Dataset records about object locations
§ §
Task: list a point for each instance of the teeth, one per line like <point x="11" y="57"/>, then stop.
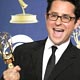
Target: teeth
<point x="58" y="30"/>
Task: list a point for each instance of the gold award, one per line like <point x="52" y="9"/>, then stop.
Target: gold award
<point x="76" y="36"/>
<point x="23" y="17"/>
<point x="6" y="50"/>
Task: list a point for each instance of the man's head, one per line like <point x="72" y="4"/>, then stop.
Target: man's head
<point x="62" y="16"/>
<point x="76" y="3"/>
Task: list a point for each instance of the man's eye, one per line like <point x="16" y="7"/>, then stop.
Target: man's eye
<point x="66" y="17"/>
<point x="54" y="15"/>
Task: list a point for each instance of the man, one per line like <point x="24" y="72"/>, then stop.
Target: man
<point x="62" y="17"/>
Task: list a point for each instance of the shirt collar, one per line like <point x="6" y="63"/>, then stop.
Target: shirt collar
<point x="49" y="43"/>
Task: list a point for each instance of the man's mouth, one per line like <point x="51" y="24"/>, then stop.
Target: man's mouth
<point x="58" y="32"/>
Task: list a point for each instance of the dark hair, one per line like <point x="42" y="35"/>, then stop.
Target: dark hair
<point x="76" y="3"/>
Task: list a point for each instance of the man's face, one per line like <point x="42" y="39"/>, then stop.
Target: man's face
<point x="58" y="31"/>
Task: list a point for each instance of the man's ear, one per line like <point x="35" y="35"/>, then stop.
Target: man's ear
<point x="77" y="23"/>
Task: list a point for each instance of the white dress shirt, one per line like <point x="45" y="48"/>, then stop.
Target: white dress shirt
<point x="48" y="51"/>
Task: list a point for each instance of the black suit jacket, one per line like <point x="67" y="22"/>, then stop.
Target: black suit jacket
<point x="29" y="57"/>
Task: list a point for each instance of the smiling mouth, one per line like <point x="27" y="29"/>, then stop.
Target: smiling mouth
<point x="58" y="30"/>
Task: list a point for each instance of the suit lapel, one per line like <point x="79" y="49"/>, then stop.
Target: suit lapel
<point x="38" y="58"/>
<point x="64" y="62"/>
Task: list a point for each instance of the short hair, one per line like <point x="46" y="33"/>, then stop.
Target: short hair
<point x="76" y="3"/>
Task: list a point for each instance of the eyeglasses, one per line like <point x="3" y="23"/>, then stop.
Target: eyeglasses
<point x="64" y="18"/>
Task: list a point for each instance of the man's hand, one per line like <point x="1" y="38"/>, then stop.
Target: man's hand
<point x="12" y="74"/>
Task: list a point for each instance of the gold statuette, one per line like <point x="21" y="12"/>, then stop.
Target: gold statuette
<point x="6" y="49"/>
<point x="23" y="17"/>
<point x="76" y="36"/>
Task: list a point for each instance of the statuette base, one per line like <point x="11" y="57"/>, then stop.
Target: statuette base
<point x="23" y="18"/>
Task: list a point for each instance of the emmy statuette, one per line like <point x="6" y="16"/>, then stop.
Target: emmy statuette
<point x="6" y="49"/>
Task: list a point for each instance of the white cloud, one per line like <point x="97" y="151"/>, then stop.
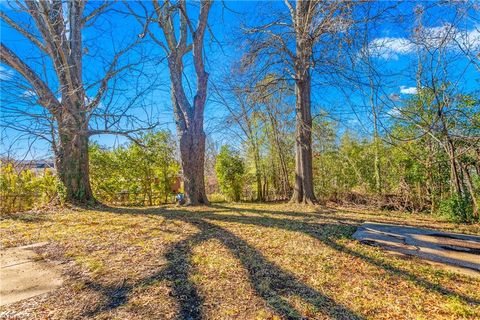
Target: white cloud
<point x="29" y="94"/>
<point x="394" y="112"/>
<point x="408" y="90"/>
<point x="5" y="73"/>
<point x="389" y="48"/>
<point x="446" y="36"/>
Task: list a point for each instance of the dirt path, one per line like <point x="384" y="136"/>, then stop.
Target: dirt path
<point x="25" y="275"/>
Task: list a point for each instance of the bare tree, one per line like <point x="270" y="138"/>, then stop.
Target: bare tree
<point x="289" y="42"/>
<point x="55" y="29"/>
<point x="189" y="115"/>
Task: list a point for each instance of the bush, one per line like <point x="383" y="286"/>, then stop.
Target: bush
<point x="25" y="190"/>
<point x="457" y="209"/>
<point x="230" y="171"/>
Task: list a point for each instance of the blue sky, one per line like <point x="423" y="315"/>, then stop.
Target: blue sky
<point x="349" y="105"/>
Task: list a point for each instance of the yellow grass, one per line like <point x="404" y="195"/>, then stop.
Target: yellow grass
<point x="242" y="261"/>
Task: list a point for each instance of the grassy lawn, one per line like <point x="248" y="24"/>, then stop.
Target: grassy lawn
<point x="243" y="261"/>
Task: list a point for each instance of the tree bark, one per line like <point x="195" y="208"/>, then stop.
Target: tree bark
<point x="303" y="189"/>
<point x="192" y="150"/>
<point x="72" y="159"/>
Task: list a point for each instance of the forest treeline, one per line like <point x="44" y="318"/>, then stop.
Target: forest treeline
<point x="72" y="70"/>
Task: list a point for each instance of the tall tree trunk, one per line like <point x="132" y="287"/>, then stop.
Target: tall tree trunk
<point x="72" y="159"/>
<point x="192" y="150"/>
<point x="258" y="173"/>
<point x="303" y="190"/>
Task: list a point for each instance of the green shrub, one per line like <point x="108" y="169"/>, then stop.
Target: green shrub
<point x="457" y="209"/>
<point x="230" y="170"/>
<point x="25" y="190"/>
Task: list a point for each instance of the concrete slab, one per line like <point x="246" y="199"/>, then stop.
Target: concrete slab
<point x="452" y="251"/>
<point x="24" y="275"/>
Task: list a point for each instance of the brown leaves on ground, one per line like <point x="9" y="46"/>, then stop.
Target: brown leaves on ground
<point x="243" y="261"/>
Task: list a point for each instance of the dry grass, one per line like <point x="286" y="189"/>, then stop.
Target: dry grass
<point x="245" y="261"/>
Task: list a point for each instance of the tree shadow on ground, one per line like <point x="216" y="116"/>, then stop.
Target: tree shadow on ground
<point x="269" y="281"/>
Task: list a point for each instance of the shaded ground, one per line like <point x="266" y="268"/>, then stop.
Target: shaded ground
<point x="234" y="262"/>
<point x="24" y="275"/>
<point x="453" y="251"/>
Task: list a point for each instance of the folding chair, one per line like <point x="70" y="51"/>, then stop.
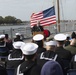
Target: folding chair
<point x="71" y="72"/>
<point x="10" y="71"/>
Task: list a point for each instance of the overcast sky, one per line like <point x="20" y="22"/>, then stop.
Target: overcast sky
<point x="22" y="9"/>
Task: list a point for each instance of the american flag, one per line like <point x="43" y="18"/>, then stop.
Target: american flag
<point x="46" y="17"/>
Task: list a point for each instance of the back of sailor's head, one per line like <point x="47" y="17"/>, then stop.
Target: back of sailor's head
<point x="2" y="36"/>
<point x="60" y="37"/>
<point x="18" y="44"/>
<point x="29" y="48"/>
<point x="38" y="39"/>
<point x="50" y="45"/>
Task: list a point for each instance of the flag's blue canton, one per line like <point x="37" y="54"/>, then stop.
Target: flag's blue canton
<point x="49" y="12"/>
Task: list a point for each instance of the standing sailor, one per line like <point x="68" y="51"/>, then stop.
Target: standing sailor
<point x="65" y="55"/>
<point x="18" y="37"/>
<point x="3" y="47"/>
<point x="29" y="66"/>
<point x="38" y="39"/>
<point x="16" y="57"/>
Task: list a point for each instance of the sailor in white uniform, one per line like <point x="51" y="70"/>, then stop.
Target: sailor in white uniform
<point x="16" y="57"/>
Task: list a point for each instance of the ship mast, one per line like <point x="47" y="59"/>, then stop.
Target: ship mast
<point x="58" y="26"/>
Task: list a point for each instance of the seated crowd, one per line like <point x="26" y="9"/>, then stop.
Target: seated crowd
<point x="54" y="56"/>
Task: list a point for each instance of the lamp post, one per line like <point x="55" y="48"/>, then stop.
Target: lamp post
<point x="58" y="26"/>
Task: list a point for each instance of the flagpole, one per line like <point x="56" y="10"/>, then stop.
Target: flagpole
<point x="58" y="26"/>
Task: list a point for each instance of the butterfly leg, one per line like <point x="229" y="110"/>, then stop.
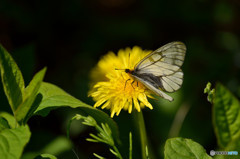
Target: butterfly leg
<point x="126" y="83"/>
<point x="132" y="83"/>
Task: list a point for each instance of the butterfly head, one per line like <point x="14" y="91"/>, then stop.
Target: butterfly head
<point x="128" y="71"/>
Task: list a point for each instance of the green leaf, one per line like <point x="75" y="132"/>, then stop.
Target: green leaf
<point x="52" y="97"/>
<point x="226" y="116"/>
<point x="58" y="145"/>
<point x="3" y="124"/>
<point x="10" y="119"/>
<point x="180" y="148"/>
<point x="12" y="79"/>
<point x="12" y="142"/>
<point x="45" y="156"/>
<point x="30" y="94"/>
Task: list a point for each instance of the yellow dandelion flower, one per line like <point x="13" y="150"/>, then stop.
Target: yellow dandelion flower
<point x="116" y="89"/>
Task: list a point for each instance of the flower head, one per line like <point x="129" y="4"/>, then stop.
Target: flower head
<point x="115" y="89"/>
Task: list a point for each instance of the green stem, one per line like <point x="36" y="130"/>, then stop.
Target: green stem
<point x="116" y="150"/>
<point x="143" y="135"/>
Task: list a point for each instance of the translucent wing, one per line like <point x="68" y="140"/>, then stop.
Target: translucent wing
<point x="164" y="61"/>
<point x="173" y="82"/>
<point x="154" y="89"/>
<point x="160" y="70"/>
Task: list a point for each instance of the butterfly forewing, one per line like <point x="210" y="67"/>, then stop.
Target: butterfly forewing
<point x="163" y="69"/>
<point x="173" y="82"/>
<point x="164" y="61"/>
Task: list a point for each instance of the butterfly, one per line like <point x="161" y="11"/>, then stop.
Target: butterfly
<point x="160" y="70"/>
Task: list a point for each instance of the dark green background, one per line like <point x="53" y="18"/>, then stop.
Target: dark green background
<point x="69" y="37"/>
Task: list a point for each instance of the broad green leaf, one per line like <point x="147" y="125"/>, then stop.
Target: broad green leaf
<point x="45" y="156"/>
<point x="10" y="119"/>
<point x="58" y="146"/>
<point x="30" y="94"/>
<point x="53" y="97"/>
<point x="226" y="116"/>
<point x="12" y="79"/>
<point x="180" y="148"/>
<point x="13" y="141"/>
<point x="3" y="124"/>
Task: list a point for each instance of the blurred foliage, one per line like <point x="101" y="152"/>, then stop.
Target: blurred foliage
<point x="69" y="37"/>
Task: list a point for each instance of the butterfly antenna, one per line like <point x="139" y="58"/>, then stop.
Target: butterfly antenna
<point x="129" y="59"/>
<point x="126" y="83"/>
<point x="75" y="153"/>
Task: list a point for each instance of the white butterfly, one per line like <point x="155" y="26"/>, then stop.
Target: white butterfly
<point x="160" y="70"/>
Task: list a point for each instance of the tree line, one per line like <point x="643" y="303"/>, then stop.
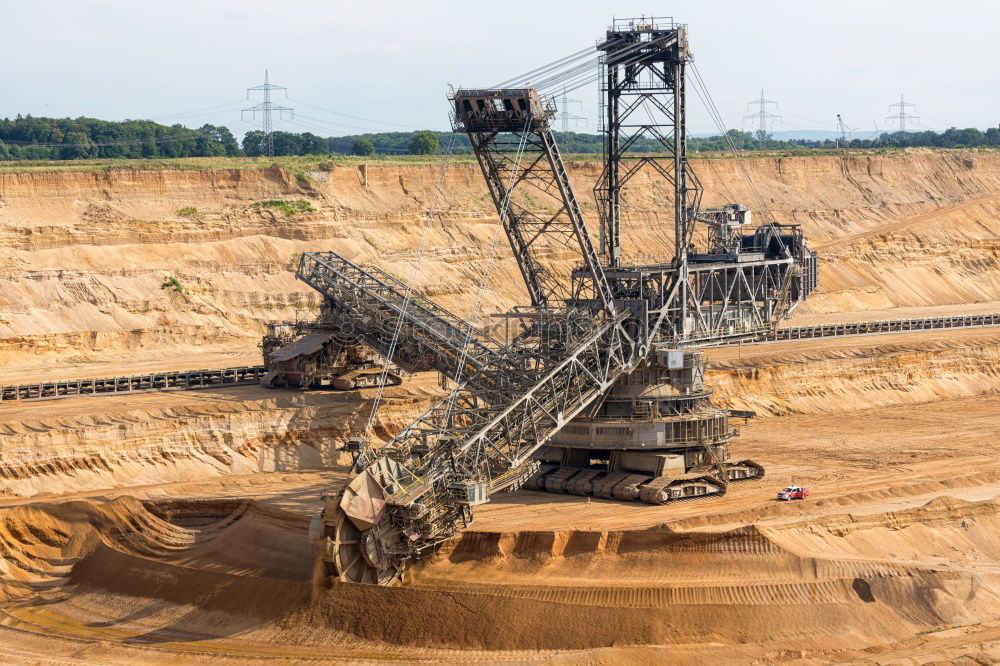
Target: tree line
<point x="38" y="138"/>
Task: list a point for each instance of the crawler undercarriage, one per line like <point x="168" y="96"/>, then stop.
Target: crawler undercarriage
<point x="654" y="438"/>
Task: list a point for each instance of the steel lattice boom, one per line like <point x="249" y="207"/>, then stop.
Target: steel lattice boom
<point x="583" y="334"/>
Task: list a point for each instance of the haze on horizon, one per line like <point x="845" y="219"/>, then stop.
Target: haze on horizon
<point x="389" y="64"/>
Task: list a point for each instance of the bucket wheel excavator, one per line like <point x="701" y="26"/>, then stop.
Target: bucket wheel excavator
<point x="600" y="393"/>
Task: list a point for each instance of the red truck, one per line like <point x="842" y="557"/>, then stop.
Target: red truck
<point x="793" y="492"/>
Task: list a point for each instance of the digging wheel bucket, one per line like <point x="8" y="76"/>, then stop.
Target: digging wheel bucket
<point x="354" y="555"/>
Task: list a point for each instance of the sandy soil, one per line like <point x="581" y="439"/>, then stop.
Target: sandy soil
<point x="171" y="528"/>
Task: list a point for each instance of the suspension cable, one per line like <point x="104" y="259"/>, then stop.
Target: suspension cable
<point x="484" y="281"/>
<point x="414" y="268"/>
<point x="706" y="99"/>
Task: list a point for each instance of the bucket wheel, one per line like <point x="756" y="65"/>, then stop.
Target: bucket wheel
<point x="353" y="555"/>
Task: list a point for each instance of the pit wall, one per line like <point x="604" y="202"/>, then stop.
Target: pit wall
<point x="186" y="437"/>
<point x="85" y="254"/>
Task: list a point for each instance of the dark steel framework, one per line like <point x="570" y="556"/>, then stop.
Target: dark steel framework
<point x="643" y="96"/>
<point x="581" y="333"/>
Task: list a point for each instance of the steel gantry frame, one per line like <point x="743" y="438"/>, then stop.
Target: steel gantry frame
<point x="643" y="95"/>
<point x="581" y="333"/>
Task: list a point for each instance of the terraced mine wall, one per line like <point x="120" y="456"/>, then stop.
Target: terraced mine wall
<point x="86" y="254"/>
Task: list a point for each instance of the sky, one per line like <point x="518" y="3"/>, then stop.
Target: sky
<point x="353" y="66"/>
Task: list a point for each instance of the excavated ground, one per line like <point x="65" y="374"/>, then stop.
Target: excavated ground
<point x="171" y="528"/>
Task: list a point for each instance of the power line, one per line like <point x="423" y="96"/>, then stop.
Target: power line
<point x="266" y="108"/>
<point x="902" y="116"/>
<point x="762" y="115"/>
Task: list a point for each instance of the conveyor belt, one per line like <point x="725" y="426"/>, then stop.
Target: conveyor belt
<point x="881" y="327"/>
<point x="157" y="381"/>
<point x="196" y="379"/>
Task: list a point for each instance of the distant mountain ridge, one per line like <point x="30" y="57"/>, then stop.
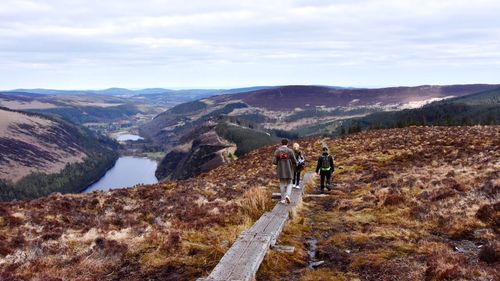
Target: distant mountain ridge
<point x="295" y="107"/>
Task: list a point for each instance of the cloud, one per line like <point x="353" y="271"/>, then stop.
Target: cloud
<point x="351" y="43"/>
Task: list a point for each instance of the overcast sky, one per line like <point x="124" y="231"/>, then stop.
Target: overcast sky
<point x="93" y="44"/>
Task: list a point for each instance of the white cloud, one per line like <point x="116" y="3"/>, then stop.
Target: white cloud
<point x="229" y="43"/>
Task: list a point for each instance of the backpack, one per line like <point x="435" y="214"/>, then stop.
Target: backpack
<point x="325" y="163"/>
<point x="283" y="155"/>
<point x="301" y="162"/>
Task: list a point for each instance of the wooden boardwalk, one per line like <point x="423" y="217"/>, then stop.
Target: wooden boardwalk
<point x="243" y="259"/>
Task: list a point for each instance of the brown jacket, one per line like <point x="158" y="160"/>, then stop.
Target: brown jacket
<point x="285" y="167"/>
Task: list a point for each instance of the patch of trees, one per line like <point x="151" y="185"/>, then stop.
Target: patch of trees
<point x="245" y="139"/>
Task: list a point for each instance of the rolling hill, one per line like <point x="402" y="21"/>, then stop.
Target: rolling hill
<point x="481" y="108"/>
<point x="419" y="203"/>
<point x="40" y="155"/>
<point x="296" y="107"/>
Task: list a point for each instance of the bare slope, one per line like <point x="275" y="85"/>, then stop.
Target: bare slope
<point x="31" y="143"/>
<point x="411" y="204"/>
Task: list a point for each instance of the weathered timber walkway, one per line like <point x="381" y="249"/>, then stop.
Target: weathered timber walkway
<point x="243" y="259"/>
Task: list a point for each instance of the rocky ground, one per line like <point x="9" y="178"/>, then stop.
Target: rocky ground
<point x="409" y="204"/>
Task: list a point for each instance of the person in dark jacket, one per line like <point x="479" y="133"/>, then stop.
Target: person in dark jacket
<point x="301" y="162"/>
<point x="285" y="162"/>
<point x="325" y="169"/>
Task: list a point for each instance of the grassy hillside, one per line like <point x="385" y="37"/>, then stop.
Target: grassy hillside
<point x="410" y="204"/>
<point x="41" y="155"/>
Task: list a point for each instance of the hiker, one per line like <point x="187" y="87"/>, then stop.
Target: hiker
<point x="285" y="160"/>
<point x="299" y="167"/>
<point x="325" y="169"/>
§ §
Copy out exactly the lines running from the line with "Task: list a point for each instance of the weathered" to the end of the records, inclusive.

Task: list a point for each instance of the weathered timber walkway, one per line like <point x="381" y="249"/>, then stop.
Target: weathered timber walkway
<point x="243" y="259"/>
Task: list a point for each instance of the rocky ground, one per line like <point x="9" y="178"/>, then stop.
Target: rocky ground
<point x="409" y="204"/>
Task: list a point for each instance of the person in dark jacket, one per line like <point x="479" y="133"/>, then stop.
Target: person in dark jacket
<point x="301" y="162"/>
<point x="285" y="162"/>
<point x="325" y="169"/>
Task: list a point for each instance of the grassy hillside, one per line like <point x="385" y="37"/>, then stop.
Target: grassy hillside
<point x="410" y="204"/>
<point x="41" y="155"/>
Task: list a point for each instance of the hiker, one per line like <point x="187" y="87"/>, then stop.
Target: hiker
<point x="285" y="160"/>
<point x="299" y="167"/>
<point x="325" y="169"/>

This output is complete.